## Task to carry out
Convert the records below into a two-column CSV with the columns "text" and "answer" and one row per record. Put each field in quotes, replace line breaks with spaces, and leave out the pictures.

## Provided records
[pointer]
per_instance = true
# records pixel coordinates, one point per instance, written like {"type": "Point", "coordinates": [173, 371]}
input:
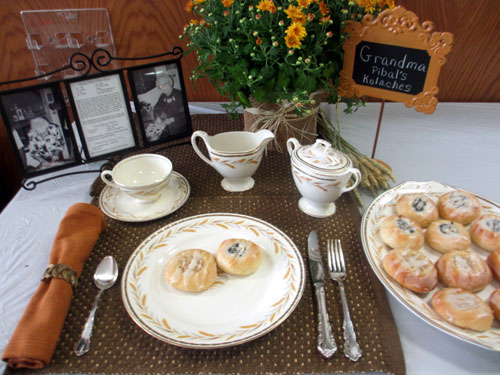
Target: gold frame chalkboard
{"type": "Point", "coordinates": [396, 27]}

## Finished answer
text,answer
"[pointer] per_instance = true # records pixel coordinates, one point per instance, written like {""type"": ""Point"", ""coordinates"": [173, 371]} input: Target: gold frame chalkboard","{""type"": ""Point"", ""coordinates"": [396, 27]}"